# Attività da svolgere
a) Secondo il testo sull'Iraq, quale percentuale della popolazione appartiene all'etnia curda?
b) Trascrivi dal testo sull'Iraq il brano compreso tra "Panoramica del Paese. La" e "che controlla l’area.", estremi inclusi.

# Testo proposto
---------------

Panoramica del Paese. La Repubblica dell’Iraq, capitale Baghdad, è divisa in 19 Province ed è abitata da 40 milioni di abitanti. Le lingue ufficiali sono l’arabo e il curdo. Il Paese è al quinto posto nel mondo per le risorse petrolifere. L’Islam è la religione preponderante con maggioranza sciita e minoranza sunnita. Gli arabi sono la più grande comunità etnica (circa 75%). L’etnia curda (circa 20%) vive principalmente nel Nord dove ha acquisito l’autonomia con il Governo Regionale curdo (Krg) e dove molti cristiani hanno trovato rifugio. Il restante 5% è composto, tra gli altri, da sabei, mandei, yazidi, circassi, turkmeni, shabak, assiri. Tutte le località della Piana di Ninive, tradizionalmente abitata dai cristiani, rientrano nei territori contesi dell’Iraq, rivendicati sia dal Krg sia dal Governo centrale di Baghdad. Al momento è quest’ultimo che controlla l’area.

---------------

# Dati forniti

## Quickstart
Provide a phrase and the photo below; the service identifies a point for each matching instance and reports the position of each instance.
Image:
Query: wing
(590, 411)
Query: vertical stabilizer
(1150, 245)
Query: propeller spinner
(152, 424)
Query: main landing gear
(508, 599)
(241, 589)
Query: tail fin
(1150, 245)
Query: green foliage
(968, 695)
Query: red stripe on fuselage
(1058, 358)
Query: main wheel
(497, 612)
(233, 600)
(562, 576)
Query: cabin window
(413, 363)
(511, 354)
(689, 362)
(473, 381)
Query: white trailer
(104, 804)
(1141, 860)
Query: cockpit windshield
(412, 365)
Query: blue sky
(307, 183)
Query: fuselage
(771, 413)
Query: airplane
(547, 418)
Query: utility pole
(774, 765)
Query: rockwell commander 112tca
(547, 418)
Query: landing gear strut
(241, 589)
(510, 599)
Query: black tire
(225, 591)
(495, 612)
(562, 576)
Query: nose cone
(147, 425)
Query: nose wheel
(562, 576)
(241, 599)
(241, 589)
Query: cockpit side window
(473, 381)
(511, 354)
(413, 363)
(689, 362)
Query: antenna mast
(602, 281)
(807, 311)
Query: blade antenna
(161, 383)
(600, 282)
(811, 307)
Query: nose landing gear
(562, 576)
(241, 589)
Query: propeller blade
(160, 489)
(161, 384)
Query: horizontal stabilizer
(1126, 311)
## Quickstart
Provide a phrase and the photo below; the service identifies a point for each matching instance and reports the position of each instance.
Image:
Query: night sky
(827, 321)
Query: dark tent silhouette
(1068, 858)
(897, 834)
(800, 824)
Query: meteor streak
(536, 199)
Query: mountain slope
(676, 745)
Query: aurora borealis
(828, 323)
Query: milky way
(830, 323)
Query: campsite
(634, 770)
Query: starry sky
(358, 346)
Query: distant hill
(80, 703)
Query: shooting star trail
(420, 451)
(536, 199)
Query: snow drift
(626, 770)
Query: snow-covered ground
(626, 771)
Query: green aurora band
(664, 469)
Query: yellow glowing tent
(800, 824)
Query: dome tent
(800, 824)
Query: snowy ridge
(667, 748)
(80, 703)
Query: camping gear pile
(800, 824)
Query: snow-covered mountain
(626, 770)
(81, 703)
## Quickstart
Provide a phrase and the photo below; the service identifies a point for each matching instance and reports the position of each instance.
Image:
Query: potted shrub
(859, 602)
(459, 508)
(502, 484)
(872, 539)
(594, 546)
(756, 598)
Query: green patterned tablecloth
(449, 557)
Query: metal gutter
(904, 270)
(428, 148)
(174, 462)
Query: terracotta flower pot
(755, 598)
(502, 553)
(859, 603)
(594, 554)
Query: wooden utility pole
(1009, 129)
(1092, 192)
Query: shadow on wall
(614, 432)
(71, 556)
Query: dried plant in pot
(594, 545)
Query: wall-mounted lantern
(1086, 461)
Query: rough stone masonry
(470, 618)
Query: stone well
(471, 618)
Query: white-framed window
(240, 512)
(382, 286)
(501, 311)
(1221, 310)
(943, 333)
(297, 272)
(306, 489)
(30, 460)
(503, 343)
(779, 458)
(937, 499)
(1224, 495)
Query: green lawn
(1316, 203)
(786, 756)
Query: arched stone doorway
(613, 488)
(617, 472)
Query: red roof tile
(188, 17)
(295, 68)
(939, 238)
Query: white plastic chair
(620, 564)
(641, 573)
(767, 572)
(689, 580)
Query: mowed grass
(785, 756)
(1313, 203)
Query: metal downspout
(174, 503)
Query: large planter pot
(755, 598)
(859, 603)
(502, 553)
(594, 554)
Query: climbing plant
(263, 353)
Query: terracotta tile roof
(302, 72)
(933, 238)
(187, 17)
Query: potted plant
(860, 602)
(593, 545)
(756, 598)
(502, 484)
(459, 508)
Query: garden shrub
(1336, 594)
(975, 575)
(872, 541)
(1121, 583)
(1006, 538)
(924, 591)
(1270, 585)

---------------

# Soluzioni
a) Circa il 20%.

b)
Panoramica del Paese. La Repubblica dell’Iraq, capitale Baghdad, è divisa in 19 Province ed è abitata da 40 milioni di abitanti. Le lingue ufficiali sono l’arabo e il curdo. Il Paese è al quinto posto nel mondo per le risorse petrolifere. L’Islam è la religione preponderante con maggioranza sciita e minoranza sunnita. Gli arabi sono la più grande comunità etnica (circa 75%). L’etnia curda (circa 20%) vive principalmente nel Nord dove ha acquisito l’autonomia con il Governo Regionale curdo (Krg) e dove molti cristiani hanno trovato rifugio. Il restante 5% è composto, tra gli altri, da sabei, mandei, yazidi, circassi, turkmeni, shabak, assiri. Tutte le località della Piana di Ninive, tradizionalmente abitata dai cristiani, rientrano nei territori contesi dell’Iraq, rivendicati sia dal Krg sia dal Governo centrale di Baghdad. Al momento è quest’ultimo che controlla l’area.